* _Excerpt to read_:
--- START ---

- Born: February 25, 1982 (age 44) Nkwanta
- Education: University of Ghana (BA, LLB, LLM)
- Occupations: Lawyer, politician, public servant
- Known for: CEO, National Petroleum Authority, Director-Legal, NDC
- Political party: National Democratic Congress (Ghana)

= Godwin Kudzo Tameklo =

National Petroleum Authority (NPA) Chief Executive

Godwin Kudzo Tameklo (born February 25, 1982) is a Ghanaian lawyer, politician, and public servant. He is the Chief Executive Officer of the National Petroleum Authority.

== Early life and education ==
Tameklo was born in Nkwanta, a town in the Nkwanta South district of Oti Region.

He started his basic school education at Nkwanta Primary ‘B’ and completed at Presby Primary and Junior High School in Kpando.

--- END ---

* _Set of tasks_:
a – Name every school or university the Tameklo profile says he attended.
b – Write a continuation of the Tameklo profile, starting right after its last sentence.
The records that come next are separate material and are not part of the Tameklo profile.

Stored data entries
--- START ---

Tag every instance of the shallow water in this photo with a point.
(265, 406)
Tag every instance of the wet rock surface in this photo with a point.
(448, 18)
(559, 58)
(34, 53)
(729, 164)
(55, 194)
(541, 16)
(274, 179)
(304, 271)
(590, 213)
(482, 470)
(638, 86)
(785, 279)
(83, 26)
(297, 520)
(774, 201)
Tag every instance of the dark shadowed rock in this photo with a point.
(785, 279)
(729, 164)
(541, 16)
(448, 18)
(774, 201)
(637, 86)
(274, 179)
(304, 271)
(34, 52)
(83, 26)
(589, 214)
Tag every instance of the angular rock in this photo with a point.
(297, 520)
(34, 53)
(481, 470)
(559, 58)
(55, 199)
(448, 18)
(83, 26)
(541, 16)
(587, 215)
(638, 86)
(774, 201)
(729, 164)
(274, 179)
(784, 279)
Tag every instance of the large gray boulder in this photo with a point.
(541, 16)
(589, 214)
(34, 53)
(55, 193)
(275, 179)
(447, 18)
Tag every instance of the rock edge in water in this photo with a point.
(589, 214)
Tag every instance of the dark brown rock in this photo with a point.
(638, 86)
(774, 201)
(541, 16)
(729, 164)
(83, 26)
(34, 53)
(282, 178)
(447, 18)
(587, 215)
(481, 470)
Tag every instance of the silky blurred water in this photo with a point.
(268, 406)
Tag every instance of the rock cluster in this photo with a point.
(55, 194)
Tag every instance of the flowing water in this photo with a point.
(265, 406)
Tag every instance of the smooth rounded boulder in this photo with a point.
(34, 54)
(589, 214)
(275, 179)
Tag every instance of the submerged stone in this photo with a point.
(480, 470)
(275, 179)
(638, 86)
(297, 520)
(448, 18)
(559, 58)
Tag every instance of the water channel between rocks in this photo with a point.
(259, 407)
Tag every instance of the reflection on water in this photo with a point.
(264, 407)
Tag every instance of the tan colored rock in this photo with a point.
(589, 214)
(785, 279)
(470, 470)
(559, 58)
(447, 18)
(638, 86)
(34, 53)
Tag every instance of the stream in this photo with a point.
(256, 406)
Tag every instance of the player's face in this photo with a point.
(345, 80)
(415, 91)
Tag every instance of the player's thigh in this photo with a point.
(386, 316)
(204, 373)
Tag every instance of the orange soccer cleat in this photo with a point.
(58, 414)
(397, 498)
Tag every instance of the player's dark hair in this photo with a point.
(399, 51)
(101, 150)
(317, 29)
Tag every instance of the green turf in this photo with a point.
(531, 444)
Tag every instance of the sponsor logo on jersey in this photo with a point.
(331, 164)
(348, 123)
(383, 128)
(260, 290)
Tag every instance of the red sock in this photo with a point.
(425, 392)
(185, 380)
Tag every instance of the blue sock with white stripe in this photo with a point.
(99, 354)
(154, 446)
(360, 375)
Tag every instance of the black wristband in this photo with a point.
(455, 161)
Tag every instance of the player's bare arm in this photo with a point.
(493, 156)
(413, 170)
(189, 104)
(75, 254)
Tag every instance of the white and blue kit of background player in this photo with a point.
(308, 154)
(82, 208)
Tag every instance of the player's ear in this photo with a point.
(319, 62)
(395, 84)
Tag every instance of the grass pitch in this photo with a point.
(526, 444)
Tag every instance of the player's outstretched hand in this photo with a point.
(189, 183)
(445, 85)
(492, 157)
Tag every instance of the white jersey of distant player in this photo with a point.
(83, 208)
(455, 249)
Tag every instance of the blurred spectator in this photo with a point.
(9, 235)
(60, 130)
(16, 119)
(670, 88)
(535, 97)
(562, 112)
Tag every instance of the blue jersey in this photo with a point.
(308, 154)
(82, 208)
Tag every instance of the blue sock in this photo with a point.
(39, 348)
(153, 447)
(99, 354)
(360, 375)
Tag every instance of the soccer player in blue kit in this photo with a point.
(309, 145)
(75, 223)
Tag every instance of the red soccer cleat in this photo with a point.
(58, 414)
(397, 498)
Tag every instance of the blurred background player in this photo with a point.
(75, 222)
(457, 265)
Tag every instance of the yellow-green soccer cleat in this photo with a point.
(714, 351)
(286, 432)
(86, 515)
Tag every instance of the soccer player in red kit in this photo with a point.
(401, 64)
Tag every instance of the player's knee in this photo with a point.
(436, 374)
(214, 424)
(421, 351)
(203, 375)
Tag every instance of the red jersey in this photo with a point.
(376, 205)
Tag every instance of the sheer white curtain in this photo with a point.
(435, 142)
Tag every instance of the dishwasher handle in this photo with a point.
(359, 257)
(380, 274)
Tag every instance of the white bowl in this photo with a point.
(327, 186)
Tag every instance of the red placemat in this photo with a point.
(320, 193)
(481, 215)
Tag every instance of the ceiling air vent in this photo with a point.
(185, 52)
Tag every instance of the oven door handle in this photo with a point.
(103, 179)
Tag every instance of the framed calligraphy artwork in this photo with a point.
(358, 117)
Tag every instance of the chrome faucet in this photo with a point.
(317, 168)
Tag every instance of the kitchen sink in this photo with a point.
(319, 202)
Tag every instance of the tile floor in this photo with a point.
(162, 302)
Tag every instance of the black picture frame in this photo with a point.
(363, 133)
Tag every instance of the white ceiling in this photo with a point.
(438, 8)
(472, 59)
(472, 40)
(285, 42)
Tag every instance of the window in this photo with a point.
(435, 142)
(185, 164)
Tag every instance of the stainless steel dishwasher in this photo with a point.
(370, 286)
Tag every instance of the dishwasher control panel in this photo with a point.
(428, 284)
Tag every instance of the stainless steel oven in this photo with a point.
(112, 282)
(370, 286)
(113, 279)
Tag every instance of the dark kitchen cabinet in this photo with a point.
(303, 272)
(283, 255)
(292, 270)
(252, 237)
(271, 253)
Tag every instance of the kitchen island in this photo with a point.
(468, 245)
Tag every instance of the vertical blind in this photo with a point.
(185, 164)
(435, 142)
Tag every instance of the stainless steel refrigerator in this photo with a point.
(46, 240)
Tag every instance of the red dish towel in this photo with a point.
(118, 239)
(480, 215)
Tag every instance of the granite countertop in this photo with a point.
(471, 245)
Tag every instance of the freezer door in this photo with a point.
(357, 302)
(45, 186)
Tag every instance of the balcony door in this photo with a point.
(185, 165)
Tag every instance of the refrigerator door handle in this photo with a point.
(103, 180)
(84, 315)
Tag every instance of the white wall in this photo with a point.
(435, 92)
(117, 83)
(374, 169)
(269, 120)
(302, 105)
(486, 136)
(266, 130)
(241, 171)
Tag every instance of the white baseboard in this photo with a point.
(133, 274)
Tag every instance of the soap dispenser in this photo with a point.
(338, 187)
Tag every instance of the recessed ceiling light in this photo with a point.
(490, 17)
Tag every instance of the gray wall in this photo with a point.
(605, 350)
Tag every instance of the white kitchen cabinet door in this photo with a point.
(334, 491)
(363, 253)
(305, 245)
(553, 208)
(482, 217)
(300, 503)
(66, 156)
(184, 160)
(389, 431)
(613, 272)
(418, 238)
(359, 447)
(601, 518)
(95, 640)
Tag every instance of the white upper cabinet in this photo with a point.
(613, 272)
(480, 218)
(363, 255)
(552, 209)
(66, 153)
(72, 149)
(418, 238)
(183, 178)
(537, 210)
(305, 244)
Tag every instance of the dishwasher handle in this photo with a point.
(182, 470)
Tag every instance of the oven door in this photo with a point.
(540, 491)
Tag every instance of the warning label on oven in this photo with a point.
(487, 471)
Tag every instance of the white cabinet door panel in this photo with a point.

--- END ---

* _Numbered responses_:
a – Nkwanta Primary ‘B’, Presby Primary and Junior High School in Kpando, University of Ghana

b –
After graduating from high school, Tameklo gained admission at the University of Ghana, Legon where he studied economics, geography and resource development. He further studied law at the same university and was called to the Ghana Bar in 2013.

== Career and politics ==
Tameklo is a lawyer by profession. He is a partner at Ayine & Partners, where his areas of practice include natural-resources law, oil and gas, and intellectual-property law.

In January 2025, President John Dramani Mahama appointed him as CEO of the state-owned National Petroleum Authority (NPA).

Tameklo is a member of the National Democratic Congress (NDC). and serves as Director of Legal Affairs of the party since August 2023.